**GIVEN ENTRIES**
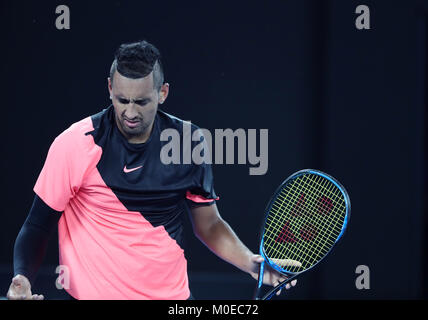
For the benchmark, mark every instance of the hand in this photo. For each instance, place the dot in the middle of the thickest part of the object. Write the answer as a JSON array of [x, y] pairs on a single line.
[[271, 276], [20, 289]]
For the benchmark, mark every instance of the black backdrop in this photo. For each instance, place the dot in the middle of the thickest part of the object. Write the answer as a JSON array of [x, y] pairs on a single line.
[[346, 101]]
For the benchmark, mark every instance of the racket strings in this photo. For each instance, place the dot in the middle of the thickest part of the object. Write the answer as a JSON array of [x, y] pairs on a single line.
[[281, 197], [304, 221]]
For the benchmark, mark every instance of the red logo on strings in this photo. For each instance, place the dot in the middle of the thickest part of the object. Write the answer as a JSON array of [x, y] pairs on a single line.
[[308, 231]]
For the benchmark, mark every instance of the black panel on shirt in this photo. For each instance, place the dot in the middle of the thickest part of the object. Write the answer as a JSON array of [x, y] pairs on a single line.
[[156, 190]]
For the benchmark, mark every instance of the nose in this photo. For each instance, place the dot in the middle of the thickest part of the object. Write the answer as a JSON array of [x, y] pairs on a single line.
[[131, 112]]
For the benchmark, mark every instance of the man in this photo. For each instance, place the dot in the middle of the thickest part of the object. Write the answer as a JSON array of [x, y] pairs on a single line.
[[118, 208]]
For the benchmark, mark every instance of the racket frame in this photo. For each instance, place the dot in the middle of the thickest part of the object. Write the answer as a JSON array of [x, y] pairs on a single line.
[[289, 274]]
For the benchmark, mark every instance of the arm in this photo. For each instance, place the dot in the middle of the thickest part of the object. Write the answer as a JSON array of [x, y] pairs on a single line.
[[219, 237], [30, 248]]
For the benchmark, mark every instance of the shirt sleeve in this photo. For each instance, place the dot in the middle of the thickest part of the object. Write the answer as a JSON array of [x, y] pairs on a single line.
[[63, 171], [202, 193]]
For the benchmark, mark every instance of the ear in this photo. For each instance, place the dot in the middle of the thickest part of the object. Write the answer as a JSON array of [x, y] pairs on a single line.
[[163, 93]]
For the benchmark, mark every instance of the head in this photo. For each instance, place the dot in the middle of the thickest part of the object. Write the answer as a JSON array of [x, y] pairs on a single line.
[[136, 86]]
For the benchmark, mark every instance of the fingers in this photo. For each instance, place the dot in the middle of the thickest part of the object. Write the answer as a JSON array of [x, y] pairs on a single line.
[[287, 286], [286, 263], [257, 258]]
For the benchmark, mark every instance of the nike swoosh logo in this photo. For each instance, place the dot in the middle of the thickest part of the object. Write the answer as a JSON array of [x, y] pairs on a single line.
[[126, 170]]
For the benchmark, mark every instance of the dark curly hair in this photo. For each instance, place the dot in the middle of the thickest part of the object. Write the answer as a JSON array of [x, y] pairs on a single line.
[[136, 60]]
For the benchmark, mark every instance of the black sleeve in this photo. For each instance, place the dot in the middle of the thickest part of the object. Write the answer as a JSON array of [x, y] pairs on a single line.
[[202, 193], [32, 241]]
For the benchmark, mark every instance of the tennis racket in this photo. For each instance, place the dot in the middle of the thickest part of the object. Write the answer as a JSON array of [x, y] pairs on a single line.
[[303, 221]]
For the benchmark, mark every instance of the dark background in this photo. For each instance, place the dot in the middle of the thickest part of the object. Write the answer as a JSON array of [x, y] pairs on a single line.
[[349, 102]]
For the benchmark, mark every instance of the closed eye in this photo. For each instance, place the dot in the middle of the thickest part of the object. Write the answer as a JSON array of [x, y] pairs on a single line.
[[123, 100], [142, 102]]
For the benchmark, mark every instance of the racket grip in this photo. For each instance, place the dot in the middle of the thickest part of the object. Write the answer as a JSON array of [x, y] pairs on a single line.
[[259, 281]]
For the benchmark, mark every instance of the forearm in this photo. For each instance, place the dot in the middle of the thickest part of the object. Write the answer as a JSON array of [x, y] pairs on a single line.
[[32, 241], [222, 240]]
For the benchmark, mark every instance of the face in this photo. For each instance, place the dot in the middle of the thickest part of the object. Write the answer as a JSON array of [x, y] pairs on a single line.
[[135, 103]]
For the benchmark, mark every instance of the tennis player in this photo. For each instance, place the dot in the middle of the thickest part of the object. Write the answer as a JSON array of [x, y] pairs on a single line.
[[117, 207]]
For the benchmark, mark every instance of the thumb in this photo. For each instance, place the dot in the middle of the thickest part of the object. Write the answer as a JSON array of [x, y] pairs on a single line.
[[257, 258], [17, 281]]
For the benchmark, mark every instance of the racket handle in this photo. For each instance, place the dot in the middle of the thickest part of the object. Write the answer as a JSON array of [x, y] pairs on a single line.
[[259, 281]]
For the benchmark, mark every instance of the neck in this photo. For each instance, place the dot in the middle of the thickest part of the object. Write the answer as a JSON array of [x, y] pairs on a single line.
[[136, 139]]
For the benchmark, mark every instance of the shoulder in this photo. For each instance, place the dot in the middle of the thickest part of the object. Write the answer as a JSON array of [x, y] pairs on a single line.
[[75, 137]]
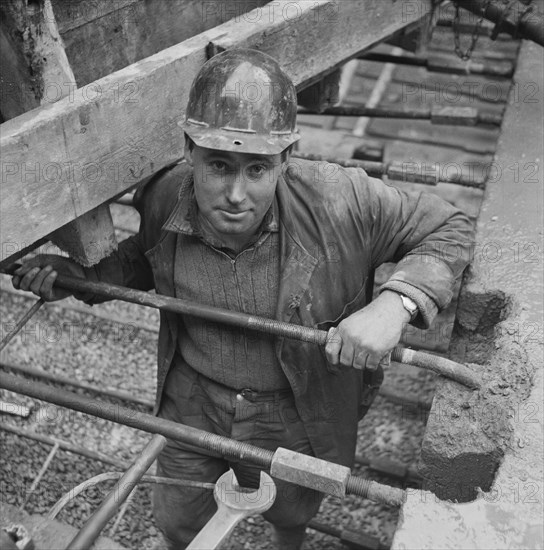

**JOB**
Express the records above as a Markdown table with the columns Row and Line, one row per non-blank line, numbered in order. Leave out the pictures.

**WORKED SOLUTION**
| Row | Line |
|---|---|
| 1 | For the benchmark, mark every instance of the hand in this photo. For each instance, place the dot in the middle of the thickest part of the object. Write the answer as a JSON array of [x, y] pairs on a single line. |
| 2 | [[271, 276], [20, 289]] |
| 3 | For the benchmark, mark every instance of the black backdrop in this photo. For each instance, place the dot in the middle of the thickest part of the object. Write the answer as a JSON array of [x, y] pairs on a single line. |
| 4 | [[346, 101]] |
| 5 | For the benchmark, mark every instance of the racket strings in this photo. For each instance, place the dot in the middle of the thickest part of the object. Write the answer as a JSON array of [x, y] pairs on a single line. |
| 6 | [[281, 197], [304, 221]] |
| 7 | For the benchmark, mark every instance of the red logo on strings in this photo. For each instance, place the dot in the middle of the thickest part of the object. Write the answer as a JSON array of [x, y] pairs on a single line. |
| 8 | [[308, 231]] |
| 9 | For the benchmark, mark every instance of the black panel on shirt in this photo. For each instance, place the dot in the middle of the thickest part of the object. Write the answer as a JSON array of [x, y] pairs on a single line. |
| 10 | [[156, 190]] |
| 11 | For the benchmark, mark every instance of the nose in this photo. For each instance, place the dot in the middle of the thickest part of the object. Write the answer as a JSON array of [x, y] pairs on a single line. |
| 12 | [[131, 112]] |
| 13 | For the benchmark, mark every instance of the man in this photo. For each instance, place the dot in the middle of the thickest part of the object. Write the answer as a JSON array of [x, y] pairs on a single line. |
| 14 | [[118, 208]] |
| 15 | For the benchmark, mark every instance of the racket frame in this photo. For each instance, place the dot in the middle of the thickest part of the object. Write the answer as a JSON array of [x, y] pairs on a single line. |
| 16 | [[289, 274]] |
| 17 | For the benchmark, mark every instance of the arm in this photo. For each instance, place the dot in the middle of the thickest part of the object. Write the answer as a JSON array of [x, y] pairs on a single line. |
| 18 | [[219, 237], [30, 248]] |
| 19 | For the benchmark, mark every instance of the shirt sleeve in this photo. For each instance, place the dot in the middle of the thickest part of the object. Write the answer as a JSON array of [x, y] pairs on a single line. |
| 20 | [[63, 171], [202, 193]] |
| 21 | For the benchmark, mark every instance of the ear in this photo. For each instance, place the dot in the middle of the thickest part of the object. Write the answer as a JSON array of [x, y] pairs on a single line. |
| 22 | [[163, 93]] |
| 23 | For the benchmark, mark every instance of the head in this photo. For each instance, place the dot in the middle of the thickest part of the object. Write the answer as a JSON array of [x, y] pairs on a single line. |
| 24 | [[136, 86]] |
| 25 | For the benchmark, mark every instance of the fingers in this photo. For each instance, place the dot in the middle of the thickest part of the object. Write the answer as a JSON array of [x, y] pairs on a single line. |
| 26 | [[287, 286], [286, 263], [257, 258]] |
| 27 | For the benchmark, mark every instance of the nike swoosh logo in this photo. For each instance, place the dot in the middle of the thickest part of the object. Write the answer as a JSON array of [x, y] pairs on a single line. |
| 28 | [[126, 170]] |
| 29 | For the benchmark, mark every instance of the dark curly hair in this photo. For each instance, place the dot in the middle of the thickest part of the object. Write the answer as a JSON array of [x, y] pairs on a single line. |
| 30 | [[136, 60]] |
| 31 | For the benchmark, mark every instance of the black sleeve in this photo. For each instance, place the dot in the middle of the thickest part of the object. Write the answer as a JSON array of [x, y] pairs on a single line. |
| 32 | [[202, 193], [32, 241]] |
| 33 | For the benchmark, mark every instance of the tennis racket in this photo. For each instance, place the dot in the middle of the thickest part of the object. Write the answer as a JSON array of [x, y] pairs on a single line. |
| 34 | [[303, 221]] |
| 35 | For the benchmark, mark every instance of the dark background in this photo. For each instance, place the dot in the middle of the thickest part of the object. Write the answer as a JSON array of [x, y] pairs on a single line. |
| 36 | [[349, 102]] |
| 37 | For the benchmark, mark every instance of the closed eye in this photo. For each instance, place the dot in the middle of the thickest part of the object. Write the answer as a JSON array of [x, y] pairs on a single line. |
| 38 | [[123, 100], [142, 102]] |
| 39 | For the benchmark, mark every instance of the racket grip in this photo. For each instance, place the dot in the middle of the thickest part of the object. Write the answer as a JSON array of [x, y] pairs on a single line. |
| 40 | [[259, 281]] |
| 41 | For the benchmark, mark every instance of the forearm in this photo. For each instance, place the dot in the middle of the thickest part of the object. Write the answer as a JSON array of [x, y] pairs on a single line. |
| 42 | [[32, 241], [222, 240]] |
| 43 | For the benchmark, mark every instance of the face in this photo. For each instance, place the dot in the middle of the thickest part of the object. Write the answer as a JSON array of [x, y] pairs on a single line. |
| 44 | [[135, 103]] |
| 45 | For the benchmark, mark every instance of the tennis player in this photo. For each instance, place the dot in the middle of the thickest part of the object. Write the answer as a JSON array of [x, y] pairs on a single line. |
| 46 | [[117, 207]] |
| 47 | For the benchmark, mark every instance of the thumb in this photo. For each instance, place the dot in the middle of the thickest part of the object. Write the answer as a JSON array of [x, y] pairs on a single line. |
| 48 | [[257, 258], [17, 281]] |
| 49 | For the benchmark, mark every instance of the racket handle in this photo. For each instance, place the dot in the middle of the thickest part of the object. Write the answer as a JSON array of [x, y] pairs on a single line. |
| 50 | [[259, 281]] |
| 51 | For the benchmark, mark every instance of the neck in this photo. For each instance, place the dot in the middle of the thickest part of the object. Write the answer as a JSON array of [x, y] pairs on a single line. |
| 52 | [[136, 139]] |
| 53 | For the benchmark, mark every instance of the shoulder in this photo. For each instance, place the dot in the middle of the thickest part of the object. Write the answer as a JSON array of [x, y] pairs on a single line. |
| 54 | [[75, 137]] |